(Problems)
**A.** Reproduce the part of the race blog post that starts with "Ok, I just PR’d" and goes on through "for the trees.", keeping every word and mark unchanged.
**B.** Answer these questions from the race blog post:
(i) By how much did the writer improve their half-marathon time?
(ii) What is the name of the writer's strength coach?
(iii) Which event does the writer plan to race next, and when?

(Page text)
Ok, I just PR’d my Half-Marathon time by over 2 freakin’ minutes??!!! What the hell is wrong with me? It wasn’t until a little later when I met up with my coach who asked how I did. My initial reaction was that of disappointment but then followed up with I PR’d by over two minutes. He was like what? He was then like “that’s awesome!” I thought huh, yeah what am I disappointed about? I guess sometimes you can’t see the forest for the trees.
Last week I was talking about it with my strength coach, Fernando, and explaining how I was able to PR that race being 6 years older and 20 lbs heavier. Fernando said you are “older and faster” and I added “and fatter too”. Hence the title Older, Fatter, and Faster! Pretty funny.
I have actually dropped about 15 lbs so far since the beginning of this season and am on track to lose at least another 15 by Ironman Mont-Tremblant in August. Getting down another 15 lbs will only serve to make me that much faster. I have PR’d both races I have done this season, so I am off to a good start and the sky is the limit here.
Next up is the French Creek Olympic Distance Triathlon in late May. This will be a good indicator of where my triathlon fitness lies by putting together all the disciplines. I am anticipating some improvement in the swim with some of the changes in technique I have made that have improved my times in the pool. Running off the bike will be interesting to see if I can sustain my improved pace with some bike legs. 2016 is proving to be off to a good start to a hopeful season.

(Recorded information)
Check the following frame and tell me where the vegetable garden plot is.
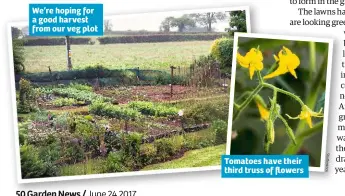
[18,78,228,178]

(Answers provided)
**A.**
Ok, I just PR’d my Half-Marathon time by over 2 freakin’ minutes??!!! What the hell is wrong with me? It wasn’t until a little later when I met up with my coach who asked how I did. My initial reaction was that of disappointment but then followed up with I PR’d by over two minutes. He was like what? He was then like “that’s awesome!” I thought huh, yeah what am I disappointed about? I guess sometimes you can’t see the forest for the trees.

**B.**
(i) By over two minutes.
(ii) Fernando.
(iii) The French Creek Olympic Distance Triathlon, in late May.